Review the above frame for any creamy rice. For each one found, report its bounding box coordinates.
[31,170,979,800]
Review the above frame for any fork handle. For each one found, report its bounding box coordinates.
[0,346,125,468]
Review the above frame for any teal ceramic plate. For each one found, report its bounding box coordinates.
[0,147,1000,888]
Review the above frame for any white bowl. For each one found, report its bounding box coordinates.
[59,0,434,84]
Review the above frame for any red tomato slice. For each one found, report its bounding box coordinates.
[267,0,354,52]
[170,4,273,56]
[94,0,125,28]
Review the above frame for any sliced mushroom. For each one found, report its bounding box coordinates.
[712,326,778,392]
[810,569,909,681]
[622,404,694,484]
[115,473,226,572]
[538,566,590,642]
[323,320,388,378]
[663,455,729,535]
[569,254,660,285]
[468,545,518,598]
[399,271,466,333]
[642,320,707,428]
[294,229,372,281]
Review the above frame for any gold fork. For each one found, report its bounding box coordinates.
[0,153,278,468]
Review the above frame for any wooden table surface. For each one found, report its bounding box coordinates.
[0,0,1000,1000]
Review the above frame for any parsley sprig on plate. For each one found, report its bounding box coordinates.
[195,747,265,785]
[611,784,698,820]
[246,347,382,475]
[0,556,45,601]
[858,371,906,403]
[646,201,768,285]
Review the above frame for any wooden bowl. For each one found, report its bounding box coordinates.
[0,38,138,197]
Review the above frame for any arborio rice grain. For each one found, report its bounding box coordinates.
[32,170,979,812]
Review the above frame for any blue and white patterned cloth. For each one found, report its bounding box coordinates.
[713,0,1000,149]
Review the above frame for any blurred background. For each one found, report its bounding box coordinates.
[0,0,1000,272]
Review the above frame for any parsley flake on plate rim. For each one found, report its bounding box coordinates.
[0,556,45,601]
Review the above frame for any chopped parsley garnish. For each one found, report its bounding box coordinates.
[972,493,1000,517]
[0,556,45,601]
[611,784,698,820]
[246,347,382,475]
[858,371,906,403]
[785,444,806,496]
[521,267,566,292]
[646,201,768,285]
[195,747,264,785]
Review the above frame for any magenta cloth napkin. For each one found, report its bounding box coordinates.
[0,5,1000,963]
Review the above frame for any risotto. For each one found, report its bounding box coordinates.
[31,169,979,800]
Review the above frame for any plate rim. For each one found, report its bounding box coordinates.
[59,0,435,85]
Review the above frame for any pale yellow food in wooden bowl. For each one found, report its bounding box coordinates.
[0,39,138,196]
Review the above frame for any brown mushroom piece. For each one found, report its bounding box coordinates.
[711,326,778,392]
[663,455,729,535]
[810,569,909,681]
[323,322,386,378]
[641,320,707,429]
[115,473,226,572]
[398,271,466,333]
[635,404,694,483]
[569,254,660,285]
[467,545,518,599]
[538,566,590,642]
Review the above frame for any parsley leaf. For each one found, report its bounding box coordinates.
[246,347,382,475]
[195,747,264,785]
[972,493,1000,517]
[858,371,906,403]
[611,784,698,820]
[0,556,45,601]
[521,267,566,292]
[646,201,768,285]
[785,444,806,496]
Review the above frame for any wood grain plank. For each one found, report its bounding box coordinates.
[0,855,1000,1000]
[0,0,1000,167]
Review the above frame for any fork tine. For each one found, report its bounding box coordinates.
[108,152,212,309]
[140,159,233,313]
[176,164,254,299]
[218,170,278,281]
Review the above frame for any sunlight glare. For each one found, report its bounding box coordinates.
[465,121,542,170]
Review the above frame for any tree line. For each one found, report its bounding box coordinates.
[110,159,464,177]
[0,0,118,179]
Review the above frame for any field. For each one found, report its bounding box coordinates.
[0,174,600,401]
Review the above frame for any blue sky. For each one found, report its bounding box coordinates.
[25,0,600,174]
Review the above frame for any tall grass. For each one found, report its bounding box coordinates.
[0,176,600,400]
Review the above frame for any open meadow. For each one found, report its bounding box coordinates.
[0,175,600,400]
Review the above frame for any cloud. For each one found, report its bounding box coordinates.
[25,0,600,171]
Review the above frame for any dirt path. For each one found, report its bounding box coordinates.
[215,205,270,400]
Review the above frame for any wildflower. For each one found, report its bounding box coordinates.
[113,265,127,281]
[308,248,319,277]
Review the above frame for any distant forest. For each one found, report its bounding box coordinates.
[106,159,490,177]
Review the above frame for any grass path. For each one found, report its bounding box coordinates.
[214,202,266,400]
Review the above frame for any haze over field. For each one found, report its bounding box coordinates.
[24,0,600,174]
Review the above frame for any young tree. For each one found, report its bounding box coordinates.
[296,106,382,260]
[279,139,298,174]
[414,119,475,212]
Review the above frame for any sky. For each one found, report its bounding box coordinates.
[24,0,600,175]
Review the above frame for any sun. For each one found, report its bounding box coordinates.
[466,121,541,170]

Tarefa a realizar: Você pode converter todos os registros acima em um CSV de duas colunas, "texto" e "resposta", com uma linha para cada registro? Coloque o texto e a resposta de cada registro, cada um em um único campo entre aspas, trocando as quebras de linha por espaços.

Resultado:
texto,resposta
"Review the above frame for any creamy rice. For each one found, report its bounding box coordinates.","[31,170,979,800]"
"Review the above frame for any fork handle. For each one found, report its bounding box coordinates.","[0,346,125,468]"
"Review the above frame for any teal ceramic plate. For each one found, report its bounding box coordinates.","[0,147,1000,888]"
"Review the above frame for any white bowl. For each one found, report its bounding box coordinates.","[59,0,434,84]"
"Review the above frame for any red tomato slice. For each one found, report its bounding box coordinates.","[267,0,354,52] [170,4,273,56] [94,0,125,28]"
"Review the above frame for any sliced mushroom. For each one found, report its bounding box coordinates.","[712,326,778,392] [810,569,909,681] [622,404,694,484] [115,473,226,572] [538,566,590,642] [323,320,388,378] [663,455,729,535] [569,254,660,285] [468,545,518,598] [399,271,466,333] [642,320,707,428] [294,229,372,281]"
"Review the above frame for any gold fork. For each one found, report its bounding box coordinates.","[0,153,278,468]"
"Review the above frame for any wooden table surface. For each one found, report its bounding box coordinates.","[0,0,1000,1000]"
"Review the above frame for any parsley sprig on plate. For each one found, report its bounding box coordinates.","[195,747,265,785] [611,784,698,820] [246,347,382,475] [0,556,45,601] [858,371,906,403] [646,201,768,285]"
"Review the above frame for any wooden bowl. For each one found, report its bounding box coordinates.","[0,38,138,197]"
"Review the above frame for any arborio rice grain. For each one found, report its bounding box coordinates.","[32,170,979,812]"
"Review the above frame for any blue and white patterned cloth. For each one found, report its bounding box coordinates.","[713,0,1000,149]"
"Review the above frame for any blurred background. For each one found, report its bounding box coordinates.","[0,0,1000,272]"
"Review the above frame for any parsley flake on plate rim. For each one found, report its bounding box coordinates.","[0,556,45,601]"
"Review the above frame for any chopped parsley garnish. For each one found, report its bounding box coordinates.","[972,493,1000,517] [0,556,45,601] [611,784,698,820] [246,347,382,475] [858,371,906,403] [785,444,806,496] [521,267,566,292] [646,201,768,285] [195,747,264,785]"
"Review the above frame for any magenta cloth napkin. For each one found, report its bounding box coordinates.","[0,5,1000,963]"
"Review the above frame for any risotto. For each one found, report its bounding box coordinates.","[31,169,979,800]"
"Review the above frame for any plate rim. For each one found, report its bounding box coordinates.","[59,0,435,85]"
"Review the above frame for any pale yellow food in wooden bowl. For each one found, report its bounding box coordinates.","[0,39,138,196]"
"Review the above frame for any brown mushroom piece. For each one found, report its bounding box coordinates.","[711,326,778,392] [663,455,729,535] [810,569,909,681] [323,322,386,378] [641,320,707,429] [115,473,226,572] [398,271,466,333] [635,404,694,483] [569,254,660,285] [467,545,518,599] [538,566,590,642]"
"Review the above frame for any parsley leaf. For each one found, report its bounding box coordinates.","[246,347,382,475] [195,747,264,785] [972,493,1000,517] [858,371,906,403] [611,784,698,820] [0,556,45,601] [521,267,566,292] [646,201,768,285] [785,444,806,496]"
"Review the above frame for any wood grain plank. For each one found, report its bounding box coordinates.","[0,855,1000,1000] [0,0,1000,167]"
"Review the above frame for any fork tine. For each one found, report its bounding box coordinates.","[108,152,212,309] [140,159,233,313] [176,164,254,299] [218,170,278,281]"
"Review the above frame for any sunlight glare. For each one found, report its bounding box coordinates.","[465,121,542,170]"
"Review the above frame for any tree line. For each one found, report its bounding box coordinates.","[110,159,464,177] [0,0,118,179]"
"Review the above frame for any field. For each one found, report its bounding box coordinates.","[0,174,600,401]"
"Review the above frame for any blue sky. For each one found, report its bounding box coordinates.","[25,0,600,174]"
"Review the above frame for any tall grass. For each one found, report its bounding box coordinates.","[0,176,600,400]"
"Review the above frame for any open meadow. For each one found, report its bounding box coordinates.","[0,175,600,400]"
"Review the above frame for any cloud. For each one found, report its bounding box coordinates.","[25,0,600,171]"
"Review the above frame for any dirt path. For each one found, report its bounding box coordinates.","[215,205,270,400]"
"Review the above frame for any wildflower. For each one found, report its bounding box coordinates.","[113,265,127,281] [308,248,319,277]"
"Review the above frame for any distant forest. For each one found, report its bounding box coordinates.","[106,159,490,177]"
"Review the above frame for any grass path. For each one found, report its bounding box coordinates.","[214,202,266,400]"
"Review the above frame for any haze over field. For each one found, report its bounding box coordinates.","[24,0,600,174]"
"Review the above frame for any young tree. For each one found, report its bounding box coordinates.","[296,106,382,260] [279,139,298,174] [414,119,475,212]"
"Review the above frame for any sky. For each one found, report its bounding box coordinates.","[24,0,600,175]"
"Review the above frame for any sun. For each one found, report its bounding box coordinates.","[466,121,541,170]"